EXERCISE >>
Leave out the pictures and retype exactly the lines from the line with "the man walking" through the end of the listing below.

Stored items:
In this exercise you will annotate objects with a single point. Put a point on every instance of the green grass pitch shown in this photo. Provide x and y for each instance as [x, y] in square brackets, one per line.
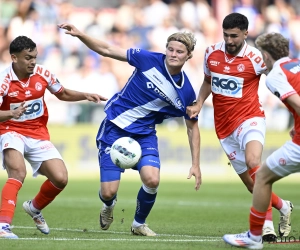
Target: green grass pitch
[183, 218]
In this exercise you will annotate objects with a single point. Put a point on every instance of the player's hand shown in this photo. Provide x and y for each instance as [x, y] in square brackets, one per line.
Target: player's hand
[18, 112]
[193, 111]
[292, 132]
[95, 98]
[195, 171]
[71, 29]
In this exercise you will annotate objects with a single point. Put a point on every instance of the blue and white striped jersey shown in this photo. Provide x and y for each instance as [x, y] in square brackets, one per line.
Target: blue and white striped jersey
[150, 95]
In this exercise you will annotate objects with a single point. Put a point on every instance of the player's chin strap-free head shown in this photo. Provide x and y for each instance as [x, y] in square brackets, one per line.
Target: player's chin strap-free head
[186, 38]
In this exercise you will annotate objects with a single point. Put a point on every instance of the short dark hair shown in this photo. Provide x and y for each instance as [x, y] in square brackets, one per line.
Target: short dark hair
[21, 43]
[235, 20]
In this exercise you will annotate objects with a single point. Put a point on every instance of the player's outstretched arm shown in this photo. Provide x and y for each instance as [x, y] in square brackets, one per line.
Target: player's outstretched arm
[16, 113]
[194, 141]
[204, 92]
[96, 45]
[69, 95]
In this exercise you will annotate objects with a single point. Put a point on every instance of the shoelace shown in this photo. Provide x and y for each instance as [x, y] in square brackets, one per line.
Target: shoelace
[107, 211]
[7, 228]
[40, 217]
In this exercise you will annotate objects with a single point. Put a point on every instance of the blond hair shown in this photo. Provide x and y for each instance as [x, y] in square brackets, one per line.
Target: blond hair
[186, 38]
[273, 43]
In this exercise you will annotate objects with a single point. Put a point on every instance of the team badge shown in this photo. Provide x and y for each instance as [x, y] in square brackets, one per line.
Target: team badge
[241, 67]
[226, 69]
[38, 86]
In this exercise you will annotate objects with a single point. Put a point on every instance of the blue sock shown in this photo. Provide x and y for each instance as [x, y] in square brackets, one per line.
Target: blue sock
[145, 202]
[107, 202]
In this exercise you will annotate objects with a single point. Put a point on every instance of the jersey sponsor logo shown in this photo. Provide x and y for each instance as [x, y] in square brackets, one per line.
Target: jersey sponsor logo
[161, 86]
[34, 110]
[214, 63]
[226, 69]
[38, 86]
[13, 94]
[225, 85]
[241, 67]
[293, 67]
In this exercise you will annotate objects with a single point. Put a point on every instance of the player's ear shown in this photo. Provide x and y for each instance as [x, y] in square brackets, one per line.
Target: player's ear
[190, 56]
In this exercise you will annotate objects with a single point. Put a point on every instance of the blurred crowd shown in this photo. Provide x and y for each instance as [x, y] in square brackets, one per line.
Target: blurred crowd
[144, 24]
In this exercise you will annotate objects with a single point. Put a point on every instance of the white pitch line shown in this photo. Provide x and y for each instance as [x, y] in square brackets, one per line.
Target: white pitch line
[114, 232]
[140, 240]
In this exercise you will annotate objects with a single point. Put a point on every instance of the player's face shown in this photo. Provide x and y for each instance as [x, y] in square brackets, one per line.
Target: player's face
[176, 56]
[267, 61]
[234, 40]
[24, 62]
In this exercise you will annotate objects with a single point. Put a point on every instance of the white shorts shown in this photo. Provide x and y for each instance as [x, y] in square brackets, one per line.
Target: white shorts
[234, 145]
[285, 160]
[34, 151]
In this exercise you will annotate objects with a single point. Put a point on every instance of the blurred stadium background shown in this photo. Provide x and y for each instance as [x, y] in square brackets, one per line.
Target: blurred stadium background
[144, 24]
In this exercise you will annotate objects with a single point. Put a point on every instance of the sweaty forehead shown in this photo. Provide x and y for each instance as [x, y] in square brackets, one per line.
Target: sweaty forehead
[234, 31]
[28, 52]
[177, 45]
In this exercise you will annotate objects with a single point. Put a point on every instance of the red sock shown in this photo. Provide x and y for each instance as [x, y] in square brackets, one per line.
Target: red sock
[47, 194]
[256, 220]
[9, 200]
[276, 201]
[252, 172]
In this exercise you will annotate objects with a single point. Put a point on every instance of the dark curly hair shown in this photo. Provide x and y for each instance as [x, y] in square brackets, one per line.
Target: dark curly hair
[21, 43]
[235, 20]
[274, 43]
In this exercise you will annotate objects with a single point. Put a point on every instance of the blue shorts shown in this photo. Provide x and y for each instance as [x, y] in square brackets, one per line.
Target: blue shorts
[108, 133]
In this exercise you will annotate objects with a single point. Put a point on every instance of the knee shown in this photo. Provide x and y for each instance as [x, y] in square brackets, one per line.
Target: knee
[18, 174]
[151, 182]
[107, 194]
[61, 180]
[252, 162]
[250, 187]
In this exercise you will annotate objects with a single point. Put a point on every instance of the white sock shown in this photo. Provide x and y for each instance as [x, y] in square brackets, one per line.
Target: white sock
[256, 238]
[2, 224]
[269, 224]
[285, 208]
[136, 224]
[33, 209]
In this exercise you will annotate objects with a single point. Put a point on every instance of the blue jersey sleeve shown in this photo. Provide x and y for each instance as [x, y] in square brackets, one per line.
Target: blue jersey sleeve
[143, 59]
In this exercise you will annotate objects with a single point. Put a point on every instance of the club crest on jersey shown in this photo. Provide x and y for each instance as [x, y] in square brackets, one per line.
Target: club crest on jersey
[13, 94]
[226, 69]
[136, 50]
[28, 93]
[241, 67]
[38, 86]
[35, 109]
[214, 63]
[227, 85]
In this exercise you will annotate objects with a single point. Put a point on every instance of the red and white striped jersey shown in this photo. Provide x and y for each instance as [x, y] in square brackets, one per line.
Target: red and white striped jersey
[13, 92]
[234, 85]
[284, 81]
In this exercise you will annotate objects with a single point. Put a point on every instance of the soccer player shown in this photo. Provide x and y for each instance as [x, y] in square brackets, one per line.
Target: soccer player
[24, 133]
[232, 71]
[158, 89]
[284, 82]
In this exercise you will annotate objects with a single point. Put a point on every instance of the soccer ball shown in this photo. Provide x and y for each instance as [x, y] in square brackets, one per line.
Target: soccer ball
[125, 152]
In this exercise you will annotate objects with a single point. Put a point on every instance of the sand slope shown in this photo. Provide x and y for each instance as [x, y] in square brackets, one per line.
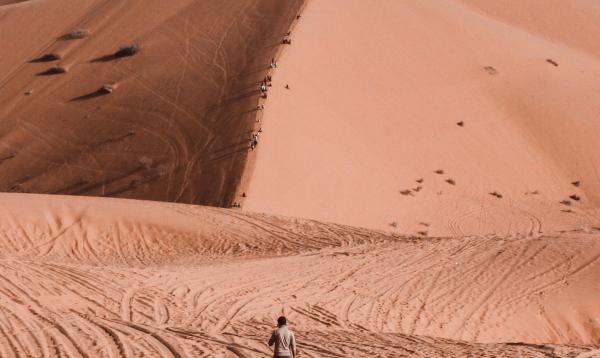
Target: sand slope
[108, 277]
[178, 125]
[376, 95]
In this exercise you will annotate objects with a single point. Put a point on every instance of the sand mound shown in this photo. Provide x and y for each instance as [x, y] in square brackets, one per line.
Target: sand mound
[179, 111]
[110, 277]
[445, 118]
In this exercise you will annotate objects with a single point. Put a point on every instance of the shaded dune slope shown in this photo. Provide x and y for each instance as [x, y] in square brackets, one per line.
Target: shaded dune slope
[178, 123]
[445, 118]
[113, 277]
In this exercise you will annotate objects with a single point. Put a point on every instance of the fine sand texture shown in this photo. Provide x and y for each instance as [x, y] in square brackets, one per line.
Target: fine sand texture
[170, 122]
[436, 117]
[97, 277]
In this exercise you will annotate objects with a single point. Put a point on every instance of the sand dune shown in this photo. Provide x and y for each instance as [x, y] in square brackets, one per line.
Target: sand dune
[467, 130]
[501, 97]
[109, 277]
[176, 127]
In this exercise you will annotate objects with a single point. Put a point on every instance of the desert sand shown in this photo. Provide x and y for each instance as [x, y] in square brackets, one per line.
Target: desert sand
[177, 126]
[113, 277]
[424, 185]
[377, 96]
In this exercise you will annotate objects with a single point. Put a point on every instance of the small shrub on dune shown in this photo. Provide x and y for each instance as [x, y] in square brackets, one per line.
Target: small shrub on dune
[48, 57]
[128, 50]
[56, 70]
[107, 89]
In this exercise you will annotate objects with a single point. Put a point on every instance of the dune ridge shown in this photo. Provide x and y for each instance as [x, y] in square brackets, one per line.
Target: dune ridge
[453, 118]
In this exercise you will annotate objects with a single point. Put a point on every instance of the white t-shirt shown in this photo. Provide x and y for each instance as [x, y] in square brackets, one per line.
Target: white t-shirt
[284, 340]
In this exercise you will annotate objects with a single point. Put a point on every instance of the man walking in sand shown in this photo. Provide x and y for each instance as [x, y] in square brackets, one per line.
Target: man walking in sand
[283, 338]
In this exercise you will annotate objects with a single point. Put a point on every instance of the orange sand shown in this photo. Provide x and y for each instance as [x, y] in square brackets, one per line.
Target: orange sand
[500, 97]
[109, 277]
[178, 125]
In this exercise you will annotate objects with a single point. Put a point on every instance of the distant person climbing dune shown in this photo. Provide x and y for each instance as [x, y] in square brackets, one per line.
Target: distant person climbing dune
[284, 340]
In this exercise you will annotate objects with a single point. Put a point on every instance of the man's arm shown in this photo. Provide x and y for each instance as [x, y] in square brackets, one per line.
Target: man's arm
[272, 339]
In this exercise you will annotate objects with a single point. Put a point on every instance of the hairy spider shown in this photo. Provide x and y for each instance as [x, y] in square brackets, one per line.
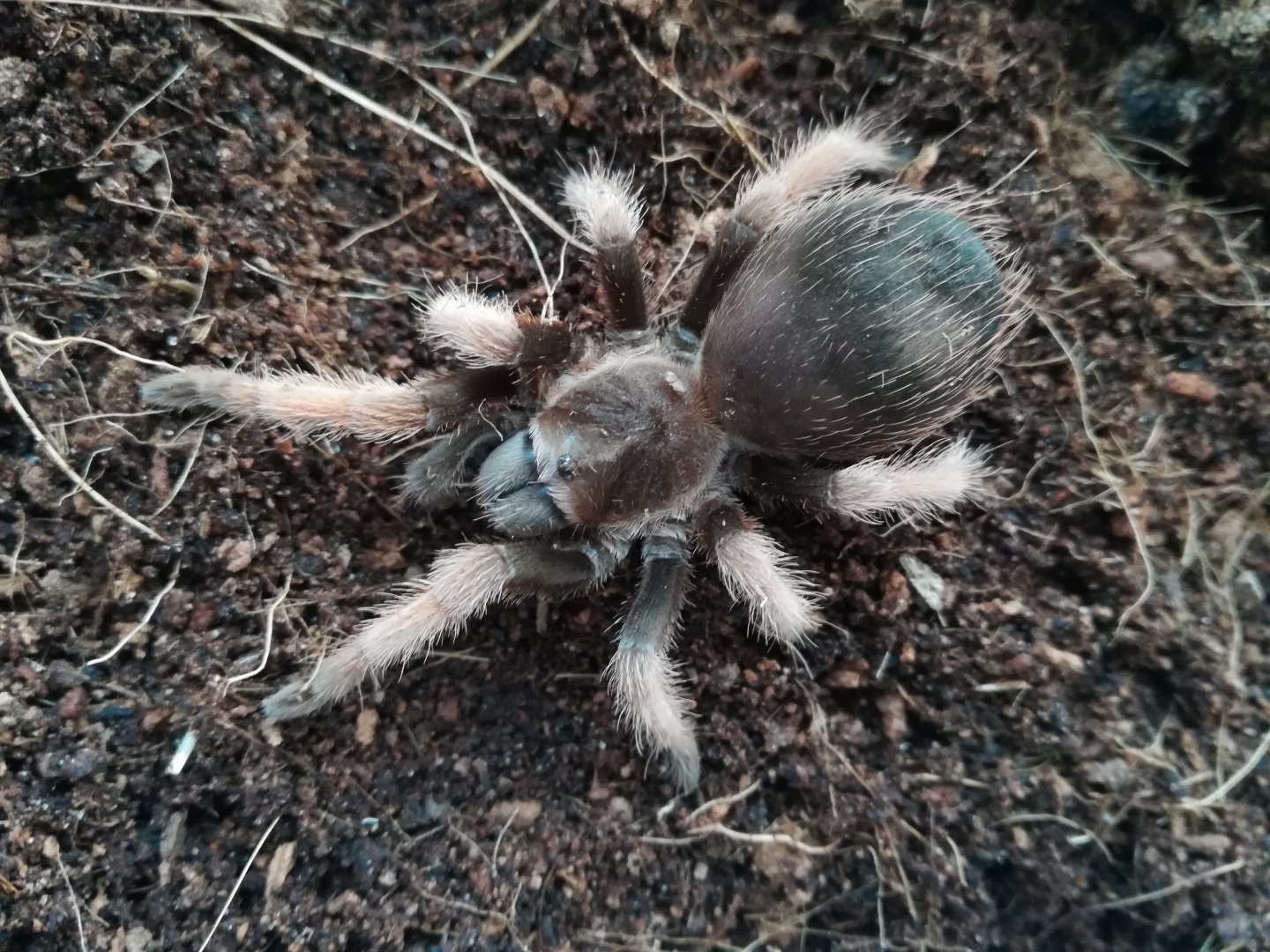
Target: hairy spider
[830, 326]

OUTPUT >>
In this exercise you will annotate objects with a single point. Put a point on every instance of the man walking in sand shown in this photo. Provide x and y for each instance as [x, y] in square brackets, one per line.
Target: man walking in sand
[283, 338]
In this exercise you will annotate objects with a single point. Put a point on every instance of the orange sand shown in this photo. Provide x and y for each instance as [x, y] in square brackets, one per line.
Target: orange sand
[500, 97]
[109, 277]
[178, 125]
In this exercise you will annotate objects with a single point. Put a point on every instance of the distant person climbing dune shown in this photo. Provide x and y for each instance as [x, y] in square brackets, one per line.
Target: distant person climbing dune
[284, 340]
In this exercise you will annotate objects with a single point. Put a point on every instance of the man's arm shown in this photo. Provide x and y for each instance as [x, y] in square brackets, one per line.
Target: man's arm
[272, 339]
In this exercise you will annotate objects with a single point. Put a point on every instance of the hairy spider shown in this photo. Provide x and y for each instance as [x, y] in square brackets, one per line.
Target: hairy spider
[830, 326]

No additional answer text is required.